▶ [Short exercise]
Reproduce, without changes, the lines of the records from the line containing "the blue sky" through the end of the records, including both ends.

++++

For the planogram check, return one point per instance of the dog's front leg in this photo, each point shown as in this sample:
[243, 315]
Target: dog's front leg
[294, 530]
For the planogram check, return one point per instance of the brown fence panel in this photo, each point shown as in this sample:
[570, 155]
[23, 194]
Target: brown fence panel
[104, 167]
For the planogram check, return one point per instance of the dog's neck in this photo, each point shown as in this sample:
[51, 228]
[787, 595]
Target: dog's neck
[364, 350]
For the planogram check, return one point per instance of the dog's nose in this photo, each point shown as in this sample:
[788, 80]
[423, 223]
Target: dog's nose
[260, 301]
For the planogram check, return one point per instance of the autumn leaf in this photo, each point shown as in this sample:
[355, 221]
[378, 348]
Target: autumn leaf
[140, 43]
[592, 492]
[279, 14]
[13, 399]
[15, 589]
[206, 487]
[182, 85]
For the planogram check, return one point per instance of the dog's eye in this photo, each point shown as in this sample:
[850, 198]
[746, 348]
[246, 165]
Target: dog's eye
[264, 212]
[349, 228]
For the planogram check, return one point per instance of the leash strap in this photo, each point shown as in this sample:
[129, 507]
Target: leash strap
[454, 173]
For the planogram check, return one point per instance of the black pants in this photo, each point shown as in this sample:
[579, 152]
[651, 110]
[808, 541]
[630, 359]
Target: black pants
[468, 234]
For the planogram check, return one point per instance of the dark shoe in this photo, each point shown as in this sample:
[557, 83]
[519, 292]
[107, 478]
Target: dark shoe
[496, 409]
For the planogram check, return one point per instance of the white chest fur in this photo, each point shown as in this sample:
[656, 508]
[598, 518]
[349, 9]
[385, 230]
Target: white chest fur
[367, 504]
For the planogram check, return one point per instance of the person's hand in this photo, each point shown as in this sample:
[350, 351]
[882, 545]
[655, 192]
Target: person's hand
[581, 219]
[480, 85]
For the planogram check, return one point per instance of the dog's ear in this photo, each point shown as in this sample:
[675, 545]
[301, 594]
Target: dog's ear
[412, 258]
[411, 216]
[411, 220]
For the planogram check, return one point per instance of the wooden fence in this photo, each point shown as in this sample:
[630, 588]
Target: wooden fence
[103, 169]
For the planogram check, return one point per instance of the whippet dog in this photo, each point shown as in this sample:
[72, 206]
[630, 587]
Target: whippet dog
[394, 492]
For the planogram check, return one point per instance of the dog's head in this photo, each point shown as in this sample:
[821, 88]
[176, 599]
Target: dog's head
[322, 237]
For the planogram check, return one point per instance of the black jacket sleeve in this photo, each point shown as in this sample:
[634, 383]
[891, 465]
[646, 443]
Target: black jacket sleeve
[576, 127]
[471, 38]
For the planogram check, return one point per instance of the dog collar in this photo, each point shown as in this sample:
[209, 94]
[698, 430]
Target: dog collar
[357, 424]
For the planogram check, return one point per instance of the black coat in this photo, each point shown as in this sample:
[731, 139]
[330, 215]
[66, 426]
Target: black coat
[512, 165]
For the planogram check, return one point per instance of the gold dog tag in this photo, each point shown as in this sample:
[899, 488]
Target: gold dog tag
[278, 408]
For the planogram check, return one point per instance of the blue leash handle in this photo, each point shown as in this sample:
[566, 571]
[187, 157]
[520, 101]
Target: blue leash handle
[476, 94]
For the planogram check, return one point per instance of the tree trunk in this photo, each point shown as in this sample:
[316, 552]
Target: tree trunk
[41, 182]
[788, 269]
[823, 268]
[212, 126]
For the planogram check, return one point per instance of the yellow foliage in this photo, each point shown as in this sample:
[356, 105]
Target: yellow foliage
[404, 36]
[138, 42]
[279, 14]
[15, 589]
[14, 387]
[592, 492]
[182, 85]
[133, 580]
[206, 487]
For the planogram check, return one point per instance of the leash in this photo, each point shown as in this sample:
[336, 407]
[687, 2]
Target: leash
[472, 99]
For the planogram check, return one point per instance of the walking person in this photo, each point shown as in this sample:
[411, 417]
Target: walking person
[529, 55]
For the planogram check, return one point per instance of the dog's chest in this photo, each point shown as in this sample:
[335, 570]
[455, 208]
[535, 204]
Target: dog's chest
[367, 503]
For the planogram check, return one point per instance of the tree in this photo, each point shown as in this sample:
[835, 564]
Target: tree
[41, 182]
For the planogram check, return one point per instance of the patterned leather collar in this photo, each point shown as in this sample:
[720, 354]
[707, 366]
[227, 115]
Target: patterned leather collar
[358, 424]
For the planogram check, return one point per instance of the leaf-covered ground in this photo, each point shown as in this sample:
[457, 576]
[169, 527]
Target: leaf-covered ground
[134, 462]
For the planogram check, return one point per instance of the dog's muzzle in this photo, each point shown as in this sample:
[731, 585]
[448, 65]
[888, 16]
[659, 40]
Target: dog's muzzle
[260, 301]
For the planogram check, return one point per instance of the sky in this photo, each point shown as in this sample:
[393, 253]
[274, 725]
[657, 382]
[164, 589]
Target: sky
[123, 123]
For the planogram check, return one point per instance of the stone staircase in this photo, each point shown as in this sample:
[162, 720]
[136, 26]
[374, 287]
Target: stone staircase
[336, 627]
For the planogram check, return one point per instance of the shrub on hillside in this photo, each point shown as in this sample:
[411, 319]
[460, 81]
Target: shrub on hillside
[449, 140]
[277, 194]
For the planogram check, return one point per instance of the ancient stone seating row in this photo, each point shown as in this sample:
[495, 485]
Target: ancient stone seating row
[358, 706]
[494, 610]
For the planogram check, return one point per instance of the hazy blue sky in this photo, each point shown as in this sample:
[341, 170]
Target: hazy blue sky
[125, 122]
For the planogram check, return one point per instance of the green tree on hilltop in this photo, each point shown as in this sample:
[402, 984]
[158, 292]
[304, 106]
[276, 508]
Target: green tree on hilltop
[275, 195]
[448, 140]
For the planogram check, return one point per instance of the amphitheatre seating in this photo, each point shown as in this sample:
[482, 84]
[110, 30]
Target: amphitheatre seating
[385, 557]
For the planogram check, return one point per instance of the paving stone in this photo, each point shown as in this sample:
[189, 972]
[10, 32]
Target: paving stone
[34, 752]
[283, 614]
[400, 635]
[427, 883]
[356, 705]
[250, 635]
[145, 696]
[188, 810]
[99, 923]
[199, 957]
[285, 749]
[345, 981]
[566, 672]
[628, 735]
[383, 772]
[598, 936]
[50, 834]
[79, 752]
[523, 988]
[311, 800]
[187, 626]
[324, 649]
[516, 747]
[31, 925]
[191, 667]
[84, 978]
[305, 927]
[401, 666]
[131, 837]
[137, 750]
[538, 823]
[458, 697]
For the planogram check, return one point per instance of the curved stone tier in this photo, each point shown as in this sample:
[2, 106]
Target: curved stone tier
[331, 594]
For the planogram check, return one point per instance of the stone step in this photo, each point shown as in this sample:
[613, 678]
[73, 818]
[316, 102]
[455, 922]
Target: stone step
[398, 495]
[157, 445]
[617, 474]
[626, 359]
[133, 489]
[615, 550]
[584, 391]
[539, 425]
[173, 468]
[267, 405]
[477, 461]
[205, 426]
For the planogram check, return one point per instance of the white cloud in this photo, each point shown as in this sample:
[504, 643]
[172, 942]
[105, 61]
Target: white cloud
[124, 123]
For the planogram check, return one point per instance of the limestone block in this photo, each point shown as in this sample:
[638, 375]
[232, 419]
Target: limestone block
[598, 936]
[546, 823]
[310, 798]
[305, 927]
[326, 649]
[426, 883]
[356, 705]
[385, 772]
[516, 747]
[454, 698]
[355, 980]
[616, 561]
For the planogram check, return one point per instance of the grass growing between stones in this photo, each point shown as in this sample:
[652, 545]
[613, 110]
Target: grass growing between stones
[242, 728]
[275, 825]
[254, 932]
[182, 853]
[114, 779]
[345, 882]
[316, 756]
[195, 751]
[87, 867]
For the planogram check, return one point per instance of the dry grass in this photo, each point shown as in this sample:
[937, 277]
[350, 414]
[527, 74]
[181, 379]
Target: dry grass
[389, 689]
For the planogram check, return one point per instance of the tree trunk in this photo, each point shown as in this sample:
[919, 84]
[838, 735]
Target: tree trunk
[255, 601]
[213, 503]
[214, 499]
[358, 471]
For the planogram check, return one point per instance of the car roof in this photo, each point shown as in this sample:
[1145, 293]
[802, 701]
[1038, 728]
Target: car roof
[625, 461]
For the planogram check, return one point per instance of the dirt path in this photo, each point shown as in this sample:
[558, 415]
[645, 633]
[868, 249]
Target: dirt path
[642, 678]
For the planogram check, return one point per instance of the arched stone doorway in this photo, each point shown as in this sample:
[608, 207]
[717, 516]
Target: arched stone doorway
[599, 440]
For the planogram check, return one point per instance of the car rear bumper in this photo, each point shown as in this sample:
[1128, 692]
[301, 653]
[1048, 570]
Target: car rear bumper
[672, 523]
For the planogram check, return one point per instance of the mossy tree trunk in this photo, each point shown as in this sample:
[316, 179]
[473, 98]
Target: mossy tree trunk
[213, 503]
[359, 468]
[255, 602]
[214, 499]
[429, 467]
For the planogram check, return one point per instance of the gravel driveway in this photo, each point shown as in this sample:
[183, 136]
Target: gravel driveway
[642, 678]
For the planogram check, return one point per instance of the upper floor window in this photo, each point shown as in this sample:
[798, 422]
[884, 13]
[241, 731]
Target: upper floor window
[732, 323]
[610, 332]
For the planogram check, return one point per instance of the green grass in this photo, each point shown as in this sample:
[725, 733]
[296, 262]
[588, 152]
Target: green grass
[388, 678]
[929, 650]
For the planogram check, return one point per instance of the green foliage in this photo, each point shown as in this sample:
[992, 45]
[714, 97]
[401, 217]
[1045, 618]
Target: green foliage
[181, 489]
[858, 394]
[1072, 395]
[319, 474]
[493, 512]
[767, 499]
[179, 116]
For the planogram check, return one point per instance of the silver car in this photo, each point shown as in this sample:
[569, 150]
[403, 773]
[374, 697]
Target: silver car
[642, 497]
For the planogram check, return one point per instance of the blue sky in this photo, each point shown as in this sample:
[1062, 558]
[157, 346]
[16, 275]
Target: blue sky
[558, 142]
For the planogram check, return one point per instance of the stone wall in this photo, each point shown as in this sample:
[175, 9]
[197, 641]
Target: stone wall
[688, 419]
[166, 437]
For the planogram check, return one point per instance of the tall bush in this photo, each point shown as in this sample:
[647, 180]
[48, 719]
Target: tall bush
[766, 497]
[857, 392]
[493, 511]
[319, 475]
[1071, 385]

++++

▶ [Answer to the problem]
For the planogram check, return one point per instance of the blue sky in this photo, each point shown as in this sample:
[1062, 558]
[157, 346]
[16, 275]
Target: blue sky
[558, 142]
For the planogram check, return one point per instance of the stone wall in this photo, each point shown as in this sample:
[175, 9]
[197, 641]
Target: stone wall
[688, 419]
[166, 437]
For the planogram check, return one point per instance of the tall bush in this photo, each point shown as in this sample:
[647, 180]
[48, 719]
Target: tall bush
[766, 497]
[857, 392]
[493, 511]
[319, 475]
[1071, 385]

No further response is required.